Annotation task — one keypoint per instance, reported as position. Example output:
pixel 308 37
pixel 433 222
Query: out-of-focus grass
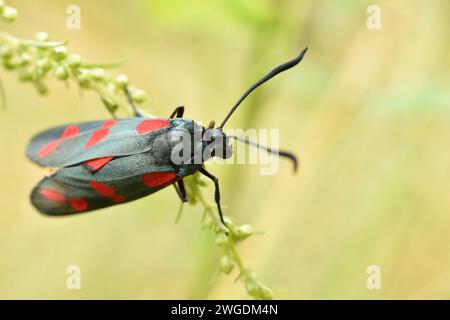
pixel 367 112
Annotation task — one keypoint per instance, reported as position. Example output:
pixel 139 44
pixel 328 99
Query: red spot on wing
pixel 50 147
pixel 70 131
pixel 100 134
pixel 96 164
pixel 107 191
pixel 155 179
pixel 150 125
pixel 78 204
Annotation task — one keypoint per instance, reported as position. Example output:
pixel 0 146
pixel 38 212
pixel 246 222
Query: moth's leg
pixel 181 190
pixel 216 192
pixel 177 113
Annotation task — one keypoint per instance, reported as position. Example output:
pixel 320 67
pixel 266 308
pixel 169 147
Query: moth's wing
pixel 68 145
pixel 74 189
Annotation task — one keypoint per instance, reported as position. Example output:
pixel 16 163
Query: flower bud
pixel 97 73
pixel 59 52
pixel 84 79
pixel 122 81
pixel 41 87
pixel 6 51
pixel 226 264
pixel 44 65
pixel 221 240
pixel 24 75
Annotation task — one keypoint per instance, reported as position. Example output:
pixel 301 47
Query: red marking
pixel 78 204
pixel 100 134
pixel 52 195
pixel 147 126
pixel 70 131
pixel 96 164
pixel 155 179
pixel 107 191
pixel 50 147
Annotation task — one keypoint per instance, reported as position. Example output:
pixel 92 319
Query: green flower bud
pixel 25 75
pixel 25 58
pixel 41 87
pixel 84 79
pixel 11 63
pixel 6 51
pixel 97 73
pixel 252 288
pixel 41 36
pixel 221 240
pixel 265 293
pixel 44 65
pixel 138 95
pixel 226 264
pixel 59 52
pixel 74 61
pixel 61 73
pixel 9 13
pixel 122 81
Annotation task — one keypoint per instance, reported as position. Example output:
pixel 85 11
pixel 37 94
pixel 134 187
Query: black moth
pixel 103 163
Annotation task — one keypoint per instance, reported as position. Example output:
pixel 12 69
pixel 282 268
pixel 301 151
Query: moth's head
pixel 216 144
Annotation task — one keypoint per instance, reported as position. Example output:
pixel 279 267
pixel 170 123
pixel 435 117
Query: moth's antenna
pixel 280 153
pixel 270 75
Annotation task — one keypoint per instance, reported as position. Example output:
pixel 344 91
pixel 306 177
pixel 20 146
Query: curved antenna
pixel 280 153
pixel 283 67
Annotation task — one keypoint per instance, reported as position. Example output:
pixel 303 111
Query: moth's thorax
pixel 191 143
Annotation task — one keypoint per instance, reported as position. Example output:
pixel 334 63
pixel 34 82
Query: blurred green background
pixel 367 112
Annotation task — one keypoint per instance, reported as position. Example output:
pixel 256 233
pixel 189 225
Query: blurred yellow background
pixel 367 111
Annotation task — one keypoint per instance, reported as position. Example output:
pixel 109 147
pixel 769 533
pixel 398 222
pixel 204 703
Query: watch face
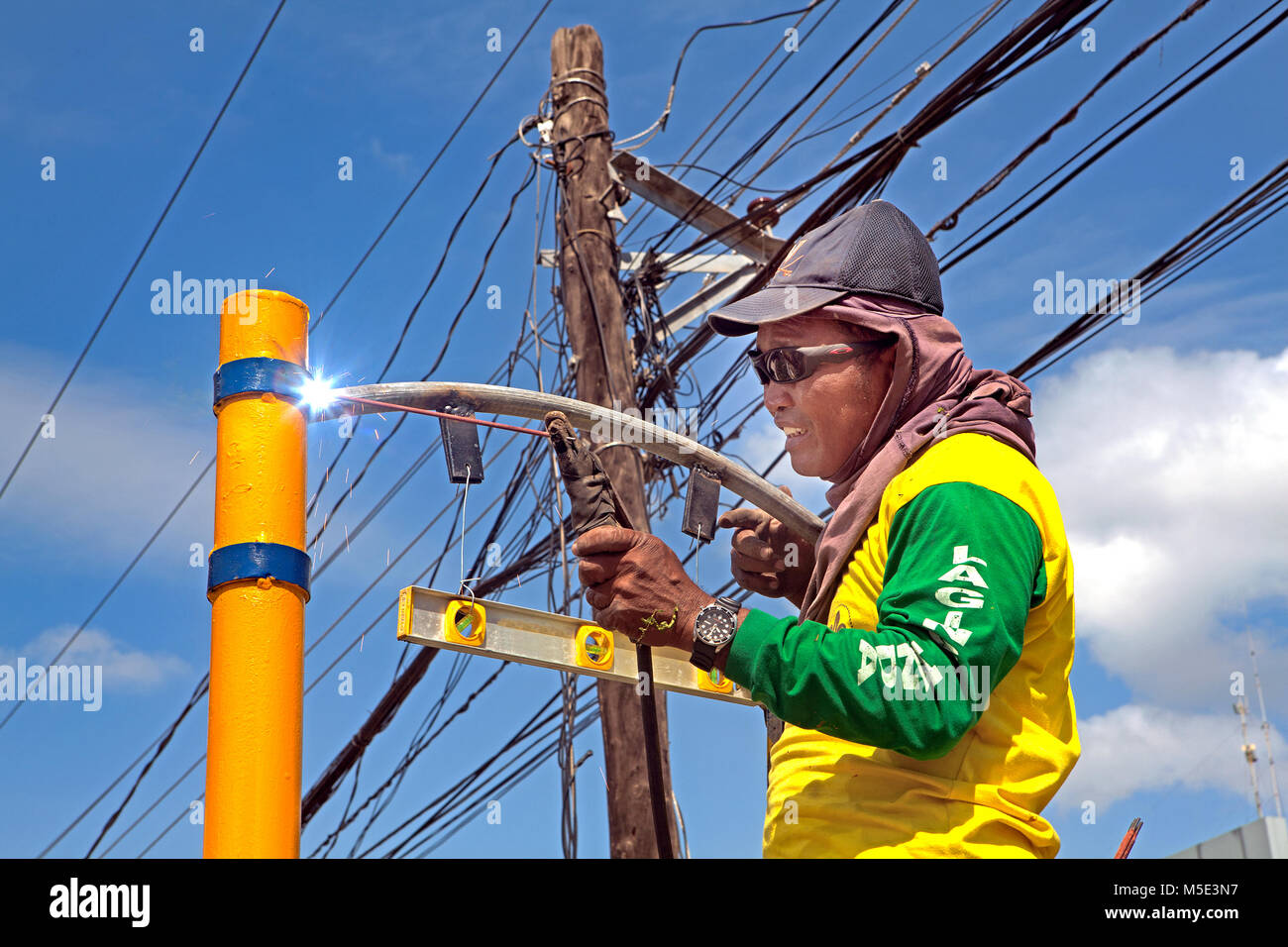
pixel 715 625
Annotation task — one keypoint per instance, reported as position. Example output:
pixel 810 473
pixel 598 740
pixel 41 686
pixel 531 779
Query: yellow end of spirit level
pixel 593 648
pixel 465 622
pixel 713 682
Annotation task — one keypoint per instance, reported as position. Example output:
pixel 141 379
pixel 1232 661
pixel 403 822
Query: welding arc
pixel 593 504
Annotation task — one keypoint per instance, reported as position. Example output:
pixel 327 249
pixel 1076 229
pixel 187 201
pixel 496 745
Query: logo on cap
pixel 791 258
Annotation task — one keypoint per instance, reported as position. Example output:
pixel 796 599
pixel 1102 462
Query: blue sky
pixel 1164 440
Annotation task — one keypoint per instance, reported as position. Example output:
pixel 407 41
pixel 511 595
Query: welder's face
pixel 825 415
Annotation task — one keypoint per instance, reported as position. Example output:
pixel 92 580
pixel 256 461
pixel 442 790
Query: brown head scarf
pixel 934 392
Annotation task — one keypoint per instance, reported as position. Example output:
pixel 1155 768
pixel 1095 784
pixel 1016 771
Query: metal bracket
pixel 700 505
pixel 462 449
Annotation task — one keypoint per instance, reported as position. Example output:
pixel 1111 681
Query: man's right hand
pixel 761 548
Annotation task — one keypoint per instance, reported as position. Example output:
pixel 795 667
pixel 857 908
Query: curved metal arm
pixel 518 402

### The exercise:
Copy out only the lines above that contain the word "wing".

### Solution for this task:
Query: red spot on wing
Query: moth's wing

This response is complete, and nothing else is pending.